Given data section start

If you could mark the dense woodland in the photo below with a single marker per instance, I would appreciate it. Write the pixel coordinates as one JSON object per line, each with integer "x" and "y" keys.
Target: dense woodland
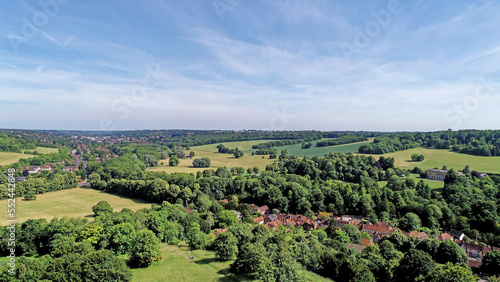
{"x": 106, "y": 249}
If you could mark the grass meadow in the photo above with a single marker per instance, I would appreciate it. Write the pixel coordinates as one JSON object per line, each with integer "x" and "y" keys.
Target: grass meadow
{"x": 176, "y": 266}
{"x": 297, "y": 151}
{"x": 7, "y": 158}
{"x": 218, "y": 159}
{"x": 442, "y": 157}
{"x": 76, "y": 202}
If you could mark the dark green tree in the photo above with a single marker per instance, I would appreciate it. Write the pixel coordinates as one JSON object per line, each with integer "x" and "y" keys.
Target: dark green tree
{"x": 145, "y": 249}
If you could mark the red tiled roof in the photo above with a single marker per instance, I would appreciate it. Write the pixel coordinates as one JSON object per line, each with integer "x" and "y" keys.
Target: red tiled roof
{"x": 366, "y": 242}
{"x": 381, "y": 227}
{"x": 445, "y": 236}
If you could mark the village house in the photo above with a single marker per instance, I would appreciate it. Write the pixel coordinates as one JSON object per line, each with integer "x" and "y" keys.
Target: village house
{"x": 420, "y": 235}
{"x": 357, "y": 247}
{"x": 377, "y": 231}
{"x": 72, "y": 169}
{"x": 472, "y": 250}
{"x": 445, "y": 236}
{"x": 216, "y": 232}
{"x": 436, "y": 174}
{"x": 262, "y": 210}
{"x": 457, "y": 235}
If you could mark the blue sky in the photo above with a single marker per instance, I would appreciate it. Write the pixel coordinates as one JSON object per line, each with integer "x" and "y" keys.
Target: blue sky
{"x": 241, "y": 64}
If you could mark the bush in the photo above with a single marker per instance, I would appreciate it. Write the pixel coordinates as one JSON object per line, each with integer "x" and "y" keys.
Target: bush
{"x": 203, "y": 162}
{"x": 102, "y": 207}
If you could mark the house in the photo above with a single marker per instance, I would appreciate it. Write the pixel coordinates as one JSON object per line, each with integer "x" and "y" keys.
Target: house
{"x": 273, "y": 224}
{"x": 72, "y": 169}
{"x": 366, "y": 242}
{"x": 445, "y": 236}
{"x": 341, "y": 223}
{"x": 263, "y": 210}
{"x": 238, "y": 215}
{"x": 357, "y": 247}
{"x": 269, "y": 218}
{"x": 20, "y": 179}
{"x": 46, "y": 167}
{"x": 420, "y": 235}
{"x": 457, "y": 235}
{"x": 474, "y": 263}
{"x": 380, "y": 229}
{"x": 436, "y": 174}
{"x": 259, "y": 220}
{"x": 472, "y": 250}
{"x": 218, "y": 231}
{"x": 324, "y": 214}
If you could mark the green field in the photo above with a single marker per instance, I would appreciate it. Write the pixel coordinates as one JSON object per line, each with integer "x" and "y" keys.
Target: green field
{"x": 176, "y": 266}
{"x": 434, "y": 184}
{"x": 45, "y": 150}
{"x": 297, "y": 151}
{"x": 442, "y": 157}
{"x": 76, "y": 202}
{"x": 245, "y": 146}
{"x": 7, "y": 158}
{"x": 218, "y": 159}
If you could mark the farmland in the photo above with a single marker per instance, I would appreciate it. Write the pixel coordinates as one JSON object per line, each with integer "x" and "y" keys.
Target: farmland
{"x": 7, "y": 158}
{"x": 228, "y": 160}
{"x": 314, "y": 151}
{"x": 434, "y": 184}
{"x": 218, "y": 159}
{"x": 76, "y": 202}
{"x": 176, "y": 266}
{"x": 441, "y": 157}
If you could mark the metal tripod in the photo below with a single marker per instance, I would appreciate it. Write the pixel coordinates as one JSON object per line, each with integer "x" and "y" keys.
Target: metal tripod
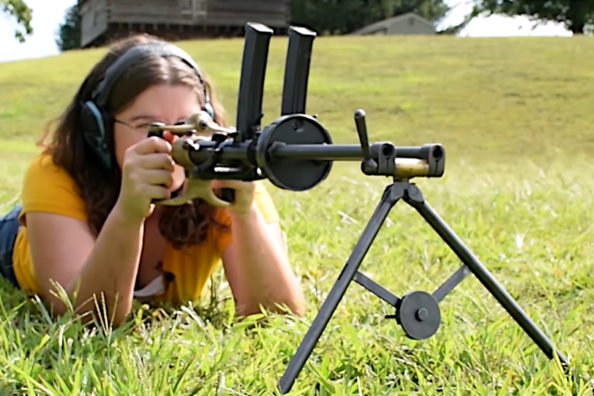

Given data section end

Prompt: Of all the entries above, output exactly the lines between the one holding "Target: blue sky" and the one holding "If you could mark the house", inclusive.

Result of this exercise:
Target: blue sky
{"x": 241, "y": 64}
If you could mark the bush in the photo above with a single marker per instance, I would appreciate it. Write the pixel coordinates as one JSON object per line, each with integer "x" and "y" keys.
Target: bush
{"x": 203, "y": 162}
{"x": 102, "y": 207}
If you could mark the house in the photo above with a single marker per instance, I would appreciate it. Write the pixel coordinates as one JSON object per line, each with integer "x" and "y" keys.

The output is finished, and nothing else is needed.